Excerpt provided:

What Open Primitive does

Open Primitive is not an AI. It does not summarize. It does not interpret. It connects to primary-source federal databases and renders their output in a form a person can read and act on.

The design constraint is strict: every number shown must be traceable to a specific filing, a specific database record, a specific row in a government dataset. If the underlying data is ambiguous, the interface shows the ambiguity. If the data is missing, it says so.

The current tools cover seven categories of federal data where the gap between the published record and public awareness is widest and the stakes of the decisions are highest: air travel, vehicle safety, health evidence, hospital quality, water quality, drug adverse events, and food safety.

What it doesn't do

Open Primitive does not tell you what to decide. It shows you what the record says. The difference matters.

A tool that tells you "Alaska Airlines is the safest choice" has made a judgment about how to weight on-time performance against cancellation rates against your specific route and departure time. That judgment belongs to you. A tool that shows you the DOT data, the FAA live status, and the BTS track record for each carrier gives you what you need to make it.

(Stored entries)

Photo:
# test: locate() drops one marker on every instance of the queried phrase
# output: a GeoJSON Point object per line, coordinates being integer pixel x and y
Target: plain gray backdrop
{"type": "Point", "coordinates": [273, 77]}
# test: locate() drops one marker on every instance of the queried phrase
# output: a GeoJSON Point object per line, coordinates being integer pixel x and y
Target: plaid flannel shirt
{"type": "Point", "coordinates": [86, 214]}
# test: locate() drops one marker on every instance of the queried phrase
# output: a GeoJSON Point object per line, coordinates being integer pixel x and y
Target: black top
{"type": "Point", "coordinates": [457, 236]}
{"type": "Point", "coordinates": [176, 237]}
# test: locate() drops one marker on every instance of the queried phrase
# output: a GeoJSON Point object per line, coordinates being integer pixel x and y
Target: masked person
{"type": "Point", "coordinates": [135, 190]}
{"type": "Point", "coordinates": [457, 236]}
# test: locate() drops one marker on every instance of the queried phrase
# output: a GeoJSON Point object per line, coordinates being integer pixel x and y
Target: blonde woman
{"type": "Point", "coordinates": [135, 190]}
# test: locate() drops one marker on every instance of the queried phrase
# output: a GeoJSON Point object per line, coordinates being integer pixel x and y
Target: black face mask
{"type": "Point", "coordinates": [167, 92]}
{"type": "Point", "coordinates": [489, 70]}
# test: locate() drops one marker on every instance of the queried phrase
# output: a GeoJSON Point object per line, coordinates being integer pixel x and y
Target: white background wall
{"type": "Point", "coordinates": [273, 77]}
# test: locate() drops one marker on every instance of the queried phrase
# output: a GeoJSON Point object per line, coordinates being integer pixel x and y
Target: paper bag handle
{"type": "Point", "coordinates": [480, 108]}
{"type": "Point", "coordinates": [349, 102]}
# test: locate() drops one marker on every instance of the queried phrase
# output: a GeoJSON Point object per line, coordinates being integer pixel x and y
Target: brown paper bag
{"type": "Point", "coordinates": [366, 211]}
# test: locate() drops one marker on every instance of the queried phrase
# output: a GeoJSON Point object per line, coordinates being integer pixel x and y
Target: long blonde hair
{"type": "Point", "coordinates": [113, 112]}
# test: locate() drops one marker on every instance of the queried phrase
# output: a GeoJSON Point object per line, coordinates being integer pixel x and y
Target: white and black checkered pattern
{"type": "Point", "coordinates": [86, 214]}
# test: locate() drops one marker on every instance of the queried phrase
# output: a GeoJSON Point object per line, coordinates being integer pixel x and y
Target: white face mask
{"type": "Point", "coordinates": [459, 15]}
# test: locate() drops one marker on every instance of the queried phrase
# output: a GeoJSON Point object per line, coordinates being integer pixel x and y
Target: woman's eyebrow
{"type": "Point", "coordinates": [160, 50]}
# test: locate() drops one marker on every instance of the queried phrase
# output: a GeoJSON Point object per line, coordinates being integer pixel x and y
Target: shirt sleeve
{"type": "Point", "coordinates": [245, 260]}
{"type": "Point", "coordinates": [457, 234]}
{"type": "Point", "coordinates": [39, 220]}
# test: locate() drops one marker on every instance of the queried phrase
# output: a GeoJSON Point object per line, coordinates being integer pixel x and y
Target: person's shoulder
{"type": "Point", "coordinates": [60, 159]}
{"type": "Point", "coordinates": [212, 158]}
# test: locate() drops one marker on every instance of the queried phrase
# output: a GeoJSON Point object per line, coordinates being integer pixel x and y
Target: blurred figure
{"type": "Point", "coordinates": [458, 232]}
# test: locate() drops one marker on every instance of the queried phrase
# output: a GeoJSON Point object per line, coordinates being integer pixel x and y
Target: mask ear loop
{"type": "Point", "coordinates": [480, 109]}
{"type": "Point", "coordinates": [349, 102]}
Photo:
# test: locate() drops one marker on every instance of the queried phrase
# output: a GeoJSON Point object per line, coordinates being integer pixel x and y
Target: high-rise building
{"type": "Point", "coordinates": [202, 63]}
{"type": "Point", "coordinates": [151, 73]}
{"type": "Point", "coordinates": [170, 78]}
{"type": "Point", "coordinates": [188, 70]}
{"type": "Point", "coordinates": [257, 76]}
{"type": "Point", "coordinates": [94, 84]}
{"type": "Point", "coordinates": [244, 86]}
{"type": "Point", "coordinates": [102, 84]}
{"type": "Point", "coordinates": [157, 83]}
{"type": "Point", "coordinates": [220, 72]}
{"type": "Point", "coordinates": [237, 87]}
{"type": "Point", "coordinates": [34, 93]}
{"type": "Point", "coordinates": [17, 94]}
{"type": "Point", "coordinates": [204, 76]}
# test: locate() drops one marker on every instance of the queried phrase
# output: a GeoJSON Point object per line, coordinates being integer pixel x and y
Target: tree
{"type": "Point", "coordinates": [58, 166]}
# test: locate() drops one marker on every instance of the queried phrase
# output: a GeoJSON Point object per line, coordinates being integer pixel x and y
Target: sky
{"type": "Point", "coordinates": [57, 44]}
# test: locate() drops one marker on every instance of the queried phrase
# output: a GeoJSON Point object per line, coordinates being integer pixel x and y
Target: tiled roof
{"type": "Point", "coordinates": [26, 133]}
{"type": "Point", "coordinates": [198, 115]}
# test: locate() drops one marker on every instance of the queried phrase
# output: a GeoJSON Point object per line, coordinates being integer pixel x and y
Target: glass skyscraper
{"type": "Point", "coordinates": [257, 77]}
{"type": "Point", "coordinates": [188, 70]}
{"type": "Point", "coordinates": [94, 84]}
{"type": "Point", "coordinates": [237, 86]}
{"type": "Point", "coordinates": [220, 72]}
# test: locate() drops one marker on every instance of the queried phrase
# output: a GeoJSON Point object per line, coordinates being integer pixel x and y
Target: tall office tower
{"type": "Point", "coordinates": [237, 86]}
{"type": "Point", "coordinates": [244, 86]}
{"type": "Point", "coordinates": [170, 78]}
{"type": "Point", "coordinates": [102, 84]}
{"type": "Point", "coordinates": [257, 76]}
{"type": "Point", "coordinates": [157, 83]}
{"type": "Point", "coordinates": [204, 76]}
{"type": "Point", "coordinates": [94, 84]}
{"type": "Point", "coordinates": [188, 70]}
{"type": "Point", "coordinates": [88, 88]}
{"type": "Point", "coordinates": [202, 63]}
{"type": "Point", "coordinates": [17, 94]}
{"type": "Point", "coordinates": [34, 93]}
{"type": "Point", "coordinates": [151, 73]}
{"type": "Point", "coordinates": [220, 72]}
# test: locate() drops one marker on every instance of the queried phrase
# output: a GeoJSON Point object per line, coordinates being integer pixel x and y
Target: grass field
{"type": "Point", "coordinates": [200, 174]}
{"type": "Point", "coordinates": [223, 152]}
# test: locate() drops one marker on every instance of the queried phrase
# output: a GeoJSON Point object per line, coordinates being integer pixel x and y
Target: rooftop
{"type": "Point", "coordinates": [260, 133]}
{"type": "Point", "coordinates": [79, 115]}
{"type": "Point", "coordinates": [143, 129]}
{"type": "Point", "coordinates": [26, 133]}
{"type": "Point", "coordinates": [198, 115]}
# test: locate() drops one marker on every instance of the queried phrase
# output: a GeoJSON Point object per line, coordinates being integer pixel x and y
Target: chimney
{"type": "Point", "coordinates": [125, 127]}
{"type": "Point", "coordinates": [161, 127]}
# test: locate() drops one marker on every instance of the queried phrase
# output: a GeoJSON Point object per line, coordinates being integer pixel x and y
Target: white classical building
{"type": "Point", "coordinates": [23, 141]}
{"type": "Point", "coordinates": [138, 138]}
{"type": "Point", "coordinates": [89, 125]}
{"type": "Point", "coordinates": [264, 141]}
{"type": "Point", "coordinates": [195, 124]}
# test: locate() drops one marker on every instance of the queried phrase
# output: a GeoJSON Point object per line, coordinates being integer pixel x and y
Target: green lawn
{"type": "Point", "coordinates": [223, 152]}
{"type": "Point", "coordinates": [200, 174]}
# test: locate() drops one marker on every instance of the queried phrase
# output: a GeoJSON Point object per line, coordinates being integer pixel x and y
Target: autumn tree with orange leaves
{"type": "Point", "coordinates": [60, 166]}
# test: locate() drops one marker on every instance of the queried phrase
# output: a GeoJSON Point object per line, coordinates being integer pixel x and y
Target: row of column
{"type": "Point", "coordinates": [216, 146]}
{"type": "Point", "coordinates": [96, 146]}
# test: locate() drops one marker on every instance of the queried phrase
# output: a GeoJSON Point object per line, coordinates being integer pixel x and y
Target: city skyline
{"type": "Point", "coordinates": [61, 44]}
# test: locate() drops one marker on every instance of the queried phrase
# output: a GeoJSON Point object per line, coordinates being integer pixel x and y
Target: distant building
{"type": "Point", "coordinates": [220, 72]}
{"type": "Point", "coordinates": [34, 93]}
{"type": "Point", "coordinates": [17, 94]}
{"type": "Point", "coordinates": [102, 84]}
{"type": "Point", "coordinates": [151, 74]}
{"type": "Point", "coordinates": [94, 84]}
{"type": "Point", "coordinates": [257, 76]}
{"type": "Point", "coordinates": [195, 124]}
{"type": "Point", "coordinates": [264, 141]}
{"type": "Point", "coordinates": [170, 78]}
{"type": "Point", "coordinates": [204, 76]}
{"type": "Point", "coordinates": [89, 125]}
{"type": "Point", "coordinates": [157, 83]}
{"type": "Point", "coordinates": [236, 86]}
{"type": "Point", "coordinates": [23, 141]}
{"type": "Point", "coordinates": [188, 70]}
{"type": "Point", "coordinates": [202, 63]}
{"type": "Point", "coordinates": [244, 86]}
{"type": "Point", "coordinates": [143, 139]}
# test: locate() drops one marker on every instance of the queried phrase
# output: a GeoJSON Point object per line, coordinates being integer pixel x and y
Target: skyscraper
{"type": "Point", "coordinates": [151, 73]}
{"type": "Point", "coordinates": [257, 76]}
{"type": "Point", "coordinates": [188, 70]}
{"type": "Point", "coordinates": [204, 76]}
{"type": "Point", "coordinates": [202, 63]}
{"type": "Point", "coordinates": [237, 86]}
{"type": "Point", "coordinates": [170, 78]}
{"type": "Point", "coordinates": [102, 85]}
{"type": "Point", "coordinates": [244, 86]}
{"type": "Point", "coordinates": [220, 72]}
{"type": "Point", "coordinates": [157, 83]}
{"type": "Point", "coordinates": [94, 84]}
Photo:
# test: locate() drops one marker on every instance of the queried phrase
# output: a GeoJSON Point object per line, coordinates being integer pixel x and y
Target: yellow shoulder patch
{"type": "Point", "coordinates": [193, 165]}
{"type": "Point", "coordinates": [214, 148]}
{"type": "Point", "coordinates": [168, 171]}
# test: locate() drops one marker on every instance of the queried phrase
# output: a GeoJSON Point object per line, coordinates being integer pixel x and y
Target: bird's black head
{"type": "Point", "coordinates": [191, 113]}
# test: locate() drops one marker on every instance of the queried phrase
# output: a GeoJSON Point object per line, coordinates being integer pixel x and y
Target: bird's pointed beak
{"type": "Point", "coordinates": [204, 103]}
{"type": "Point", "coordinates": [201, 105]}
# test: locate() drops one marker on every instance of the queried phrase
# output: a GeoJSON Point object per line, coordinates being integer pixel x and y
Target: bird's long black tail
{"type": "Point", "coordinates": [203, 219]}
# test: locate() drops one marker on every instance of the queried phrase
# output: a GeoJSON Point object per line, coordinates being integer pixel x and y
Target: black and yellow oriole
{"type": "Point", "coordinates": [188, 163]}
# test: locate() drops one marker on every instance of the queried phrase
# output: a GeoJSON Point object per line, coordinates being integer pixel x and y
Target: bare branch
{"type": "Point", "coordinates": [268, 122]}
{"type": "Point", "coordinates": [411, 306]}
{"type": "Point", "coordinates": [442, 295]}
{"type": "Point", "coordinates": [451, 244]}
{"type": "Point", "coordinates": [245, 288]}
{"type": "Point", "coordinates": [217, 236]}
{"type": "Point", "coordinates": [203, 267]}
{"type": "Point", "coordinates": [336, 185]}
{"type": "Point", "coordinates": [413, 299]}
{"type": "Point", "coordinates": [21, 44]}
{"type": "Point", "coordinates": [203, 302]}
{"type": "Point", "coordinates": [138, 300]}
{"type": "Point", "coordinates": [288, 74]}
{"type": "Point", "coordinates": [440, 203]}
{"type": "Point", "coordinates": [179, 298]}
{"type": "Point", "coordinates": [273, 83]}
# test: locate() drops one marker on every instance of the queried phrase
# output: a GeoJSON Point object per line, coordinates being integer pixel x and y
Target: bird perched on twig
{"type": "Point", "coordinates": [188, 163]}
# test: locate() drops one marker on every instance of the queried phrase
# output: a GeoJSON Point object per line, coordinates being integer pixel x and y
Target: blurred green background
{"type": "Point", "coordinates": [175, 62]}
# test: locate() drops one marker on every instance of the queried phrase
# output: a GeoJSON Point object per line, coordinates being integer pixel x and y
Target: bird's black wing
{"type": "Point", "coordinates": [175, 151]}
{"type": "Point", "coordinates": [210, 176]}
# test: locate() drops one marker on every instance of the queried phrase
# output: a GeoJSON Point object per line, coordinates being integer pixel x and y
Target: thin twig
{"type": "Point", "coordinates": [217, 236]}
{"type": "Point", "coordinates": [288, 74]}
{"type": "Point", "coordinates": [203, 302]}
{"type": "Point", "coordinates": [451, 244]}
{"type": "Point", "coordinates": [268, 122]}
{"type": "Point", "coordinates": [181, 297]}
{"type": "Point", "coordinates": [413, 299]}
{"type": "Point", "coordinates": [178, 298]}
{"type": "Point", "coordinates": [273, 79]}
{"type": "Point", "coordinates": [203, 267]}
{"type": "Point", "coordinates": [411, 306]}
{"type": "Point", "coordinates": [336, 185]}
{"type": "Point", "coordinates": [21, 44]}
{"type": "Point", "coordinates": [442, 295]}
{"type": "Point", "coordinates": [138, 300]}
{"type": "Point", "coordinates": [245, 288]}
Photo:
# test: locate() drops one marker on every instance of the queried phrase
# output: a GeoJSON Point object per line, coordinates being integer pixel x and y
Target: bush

Exercise set:
a. According to the excerpt about Open Primitive, why does the tool not tell a user which airline is the safest choice? Answer in one to three sentences.
b. Answer these questions from the excerpt about Open Primitive.
(i) How many categories of federal data do the current tools cover?
(ii) What does the interface show when the underlying data is ambiguous?
(iii) Which three sources does the excerpt list as shown for each carrier?
Rely only on the excerpt about Open Primitive when responding.

Exercise responses:
a. Calling one airline "the safest choice" would mean deciding how to weight on-time performance against cancellation rates against the user's specific route and departure time. That judgment belongs to the user, so the tool shows the DOT data, the FAA live status, and the BTS track record for each carrier and leaves the decision to the person.

b.
(i) Seven.
(ii) It shows the ambiguity.
(iii) The DOT data, the FAA live status, and the BTS track record.